PROBLEM:
Restate the listing exactly and in full.

RECORDS FOR THE EXERCISE:
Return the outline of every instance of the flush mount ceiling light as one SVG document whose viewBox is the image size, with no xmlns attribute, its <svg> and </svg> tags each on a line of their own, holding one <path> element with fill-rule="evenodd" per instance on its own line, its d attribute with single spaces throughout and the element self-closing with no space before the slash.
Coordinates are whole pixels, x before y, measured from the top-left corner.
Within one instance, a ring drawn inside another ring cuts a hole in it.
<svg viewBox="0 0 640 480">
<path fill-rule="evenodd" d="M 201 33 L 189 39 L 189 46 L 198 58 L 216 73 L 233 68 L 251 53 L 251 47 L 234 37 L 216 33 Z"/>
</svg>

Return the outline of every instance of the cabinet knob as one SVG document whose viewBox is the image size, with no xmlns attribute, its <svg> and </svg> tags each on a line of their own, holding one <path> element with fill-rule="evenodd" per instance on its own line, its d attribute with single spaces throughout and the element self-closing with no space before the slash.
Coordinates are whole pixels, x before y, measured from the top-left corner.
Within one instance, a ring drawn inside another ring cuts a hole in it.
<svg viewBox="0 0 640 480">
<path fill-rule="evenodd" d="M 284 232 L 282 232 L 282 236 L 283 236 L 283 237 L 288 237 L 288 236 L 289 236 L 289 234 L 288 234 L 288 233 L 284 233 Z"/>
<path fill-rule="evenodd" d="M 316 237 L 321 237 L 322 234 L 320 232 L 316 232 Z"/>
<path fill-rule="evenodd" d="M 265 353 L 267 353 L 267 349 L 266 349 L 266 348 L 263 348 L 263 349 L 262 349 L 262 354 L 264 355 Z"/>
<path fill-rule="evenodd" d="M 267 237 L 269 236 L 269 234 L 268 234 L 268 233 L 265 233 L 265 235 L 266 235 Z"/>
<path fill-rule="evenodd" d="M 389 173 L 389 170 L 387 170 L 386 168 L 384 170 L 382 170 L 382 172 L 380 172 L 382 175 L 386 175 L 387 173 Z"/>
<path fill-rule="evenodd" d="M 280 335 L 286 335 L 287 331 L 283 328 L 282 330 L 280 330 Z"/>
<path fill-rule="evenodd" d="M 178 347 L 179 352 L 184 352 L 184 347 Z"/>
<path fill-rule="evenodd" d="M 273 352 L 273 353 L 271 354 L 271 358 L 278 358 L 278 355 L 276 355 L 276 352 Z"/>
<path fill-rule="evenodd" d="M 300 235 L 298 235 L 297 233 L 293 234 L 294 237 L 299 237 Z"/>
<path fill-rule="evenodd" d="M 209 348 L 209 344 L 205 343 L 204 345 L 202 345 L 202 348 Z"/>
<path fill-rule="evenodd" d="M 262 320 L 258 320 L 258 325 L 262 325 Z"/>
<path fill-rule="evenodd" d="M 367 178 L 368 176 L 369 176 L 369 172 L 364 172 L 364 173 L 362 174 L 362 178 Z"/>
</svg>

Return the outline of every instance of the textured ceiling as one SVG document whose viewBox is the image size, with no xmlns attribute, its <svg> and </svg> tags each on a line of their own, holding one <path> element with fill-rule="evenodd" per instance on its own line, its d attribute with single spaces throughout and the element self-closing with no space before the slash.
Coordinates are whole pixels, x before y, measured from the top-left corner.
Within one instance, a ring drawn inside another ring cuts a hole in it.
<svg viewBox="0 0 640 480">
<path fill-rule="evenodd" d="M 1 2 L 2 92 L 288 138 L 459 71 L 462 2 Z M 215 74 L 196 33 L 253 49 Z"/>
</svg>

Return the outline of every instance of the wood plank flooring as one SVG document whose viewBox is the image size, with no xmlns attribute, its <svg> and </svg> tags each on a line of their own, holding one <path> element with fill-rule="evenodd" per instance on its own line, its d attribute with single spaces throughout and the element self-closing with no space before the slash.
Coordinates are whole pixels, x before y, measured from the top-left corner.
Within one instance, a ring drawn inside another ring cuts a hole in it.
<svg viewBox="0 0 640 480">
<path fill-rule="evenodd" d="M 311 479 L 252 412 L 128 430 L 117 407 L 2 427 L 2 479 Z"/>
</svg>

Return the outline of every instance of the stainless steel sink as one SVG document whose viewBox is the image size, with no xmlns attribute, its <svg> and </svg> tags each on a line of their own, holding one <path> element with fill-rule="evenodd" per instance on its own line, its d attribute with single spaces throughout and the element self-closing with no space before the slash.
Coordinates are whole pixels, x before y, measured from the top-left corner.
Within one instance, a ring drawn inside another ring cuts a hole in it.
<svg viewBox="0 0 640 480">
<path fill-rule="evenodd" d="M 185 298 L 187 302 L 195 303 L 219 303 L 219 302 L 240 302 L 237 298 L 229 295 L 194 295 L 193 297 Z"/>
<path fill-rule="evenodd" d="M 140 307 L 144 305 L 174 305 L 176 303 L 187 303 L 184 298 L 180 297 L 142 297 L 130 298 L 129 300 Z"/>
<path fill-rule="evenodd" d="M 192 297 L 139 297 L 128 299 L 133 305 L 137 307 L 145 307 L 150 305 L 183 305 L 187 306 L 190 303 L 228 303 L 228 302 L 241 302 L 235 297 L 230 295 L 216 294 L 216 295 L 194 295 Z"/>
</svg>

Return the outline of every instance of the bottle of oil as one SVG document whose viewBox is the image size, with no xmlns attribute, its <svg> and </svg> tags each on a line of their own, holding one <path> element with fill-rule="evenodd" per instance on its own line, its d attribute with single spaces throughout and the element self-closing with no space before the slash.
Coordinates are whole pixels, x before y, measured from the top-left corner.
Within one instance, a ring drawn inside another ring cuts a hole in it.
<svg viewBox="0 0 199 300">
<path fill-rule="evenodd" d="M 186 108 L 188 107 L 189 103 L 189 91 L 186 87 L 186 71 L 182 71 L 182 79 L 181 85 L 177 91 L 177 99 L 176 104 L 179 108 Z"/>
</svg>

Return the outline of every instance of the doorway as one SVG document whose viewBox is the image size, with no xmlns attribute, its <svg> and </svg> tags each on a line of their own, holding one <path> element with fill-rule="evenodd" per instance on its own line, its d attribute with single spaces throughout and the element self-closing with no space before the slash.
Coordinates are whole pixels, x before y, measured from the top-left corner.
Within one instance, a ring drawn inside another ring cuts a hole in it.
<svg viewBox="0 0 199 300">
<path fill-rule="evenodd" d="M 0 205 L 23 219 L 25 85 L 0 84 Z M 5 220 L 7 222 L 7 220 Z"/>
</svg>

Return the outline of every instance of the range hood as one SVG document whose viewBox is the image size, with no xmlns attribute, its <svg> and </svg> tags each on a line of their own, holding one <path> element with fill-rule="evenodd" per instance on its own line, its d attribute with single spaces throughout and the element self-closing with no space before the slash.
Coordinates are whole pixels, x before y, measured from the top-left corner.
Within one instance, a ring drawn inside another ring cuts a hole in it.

ANSWER FOR THE TASK:
Return the outline of every instance of the flush mount ceiling light as one SVG document whose viewBox is the image size, with no xmlns attribute, its <svg> and </svg> tags each on a line of their own, holding one <path> element with fill-rule="evenodd" per instance on its own line, its d attribute with single spaces throughout and the element self-closing with no space before the slash.
Coordinates are whole pixels, x before y, measured from the top-left corner.
Within one instance, a ring drawn inside another ring cuts a hole in it.
<svg viewBox="0 0 640 480">
<path fill-rule="evenodd" d="M 201 33 L 189 39 L 189 46 L 198 58 L 216 73 L 233 68 L 251 53 L 251 47 L 234 37 L 216 33 Z"/>
</svg>

Return the outline of every instance of the cabinet knob as one SVG document whose viewBox is the image size, with no xmlns attribute, its <svg> and </svg> tags each on a line of their own, holding one <path> element with fill-rule="evenodd" per instance on its own line, its d attribute with single spaces throughout and the element self-closing with no space before the slash.
Coordinates are whole pixels, x before y, measured from the top-left corner.
Within one instance, a ring drawn inside another ring cuts a hole in it.
<svg viewBox="0 0 640 480">
<path fill-rule="evenodd" d="M 284 232 L 282 232 L 282 236 L 283 236 L 283 237 L 288 237 L 288 236 L 289 236 L 289 234 L 288 234 L 288 233 L 284 233 Z"/>
<path fill-rule="evenodd" d="M 316 237 L 321 237 L 322 234 L 320 232 L 316 232 Z"/>
<path fill-rule="evenodd" d="M 265 353 L 267 353 L 267 349 L 266 349 L 266 348 L 263 348 L 263 349 L 262 349 L 262 354 L 264 355 Z"/>
<path fill-rule="evenodd" d="M 267 237 L 269 236 L 269 234 L 268 234 L 268 233 L 265 233 L 265 235 L 266 235 Z"/>
<path fill-rule="evenodd" d="M 389 173 L 389 170 L 387 170 L 386 168 L 384 170 L 382 170 L 382 172 L 380 172 L 382 175 L 386 175 L 387 173 Z"/>
<path fill-rule="evenodd" d="M 280 335 L 286 335 L 287 331 L 283 328 L 282 330 L 280 330 Z"/>
<path fill-rule="evenodd" d="M 178 347 L 179 352 L 184 352 L 184 347 Z"/>
<path fill-rule="evenodd" d="M 273 352 L 273 353 L 271 354 L 271 358 L 278 358 L 278 355 L 276 355 L 276 352 Z"/>
<path fill-rule="evenodd" d="M 300 235 L 298 235 L 297 233 L 293 234 L 294 237 L 299 237 Z"/>
<path fill-rule="evenodd" d="M 209 348 L 209 344 L 205 343 L 204 345 L 202 345 L 202 348 Z"/>
<path fill-rule="evenodd" d="M 262 320 L 258 320 L 258 325 L 262 325 Z"/>
<path fill-rule="evenodd" d="M 367 178 L 368 176 L 369 176 L 369 172 L 364 172 L 364 173 L 362 174 L 362 178 Z"/>
</svg>

Return the outline of every instance of the textured ceiling as one SVG document whose viewBox is the image size, with no xmlns attribute, its <svg> and </svg> tags each on a line of their own, holding one <path> element with fill-rule="evenodd" per instance on its own line, its d attribute with single spaces throughout and the element self-closing with no space before the slash.
Coordinates are whole pixels, x before y, measured from the top-left corner.
Within one instance, a ring drawn inside another ring cuts a hole in it.
<svg viewBox="0 0 640 480">
<path fill-rule="evenodd" d="M 1 2 L 2 92 L 288 138 L 459 71 L 462 2 Z M 215 74 L 196 33 L 253 49 Z"/>
</svg>

Return the outline of every instance of the wood plank flooring as one SVG document whose viewBox is the image size, with no xmlns attribute, its <svg> and </svg> tags each on a line of their own, holding one <path> element with fill-rule="evenodd" per instance on its own line, its d attribute with single spaces throughout and the element self-closing with no space before the slash.
Coordinates are whole pixels, x before y, measured from the top-left corner.
Within one instance, a ring drawn inside another ring cuts a hole in it.
<svg viewBox="0 0 640 480">
<path fill-rule="evenodd" d="M 311 479 L 252 412 L 128 430 L 117 407 L 2 427 L 2 479 Z"/>
</svg>

Return the outline of every instance of the stainless steel sink as one SVG document whose viewBox is the image size, with no xmlns attribute, its <svg> and </svg> tags each on a line of their own, holding one <path> element with fill-rule="evenodd" per instance on its own line, its d attribute with single spaces throughout and the element self-closing with no space before the slash.
Coordinates are whole pixels, x before y, measured from the top-left corner.
Within one instance, a ring drawn inside another ring cuts a hole in it.
<svg viewBox="0 0 640 480">
<path fill-rule="evenodd" d="M 185 298 L 187 302 L 195 303 L 219 303 L 219 302 L 240 302 L 237 298 L 229 295 L 194 295 L 193 297 Z"/>
<path fill-rule="evenodd" d="M 140 307 L 144 305 L 174 305 L 176 303 L 187 303 L 184 298 L 180 297 L 142 297 L 130 298 L 129 300 Z"/>
<path fill-rule="evenodd" d="M 192 297 L 139 297 L 128 299 L 133 305 L 137 307 L 145 307 L 150 305 L 183 305 L 187 306 L 190 303 L 228 303 L 228 302 L 241 302 L 235 297 L 230 295 L 216 294 L 216 295 L 194 295 Z"/>
</svg>

Return the outline of every instance of the bottle of oil as one SVG document whose viewBox is the image size, with no xmlns attribute, its <svg> and </svg> tags each on a line of their own, holding one <path> element with fill-rule="evenodd" per instance on its own line, its d attribute with single spaces throughout and the element self-closing with no space before the slash.
Coordinates are whole pixels, x before y, measured from the top-left corner.
Within one instance, a ring drawn inside another ring cuts a hole in it.
<svg viewBox="0 0 199 300">
<path fill-rule="evenodd" d="M 186 108 L 188 107 L 189 103 L 189 91 L 186 87 L 186 71 L 182 71 L 182 79 L 181 85 L 177 91 L 177 99 L 176 104 L 179 108 Z"/>
</svg>

Return the outline of every instance of the doorway as one SVG document whose viewBox is the image size, with no xmlns attribute, its <svg> and </svg> tags each on a line of their own, holding one <path> element with fill-rule="evenodd" per instance on its own line, its d attribute with single spaces throughout and the element self-closing with no space before the slash.
Coordinates are whole pixels, x before y, measured from the top-left corner.
Within one instance, a ring drawn inside another ring cuts a hole in it.
<svg viewBox="0 0 199 300">
<path fill-rule="evenodd" d="M 0 205 L 23 219 L 25 85 L 0 84 Z M 5 220 L 7 222 L 7 220 Z"/>
</svg>

Return the outline of every instance of the range hood as one SVG document whose viewBox is the image size, with no xmlns attribute, its <svg> and </svg> tags each on a line of their own, holding one <path> element with fill-rule="evenodd" per instance on its own line, its d attribute with single spaces throughout and the element self-closing with no space before the slash.
Coordinates are whole pixels, x before y, measured from the top-left corner.
Within one instance, a ring drawn inside another ring cuts a hole in it.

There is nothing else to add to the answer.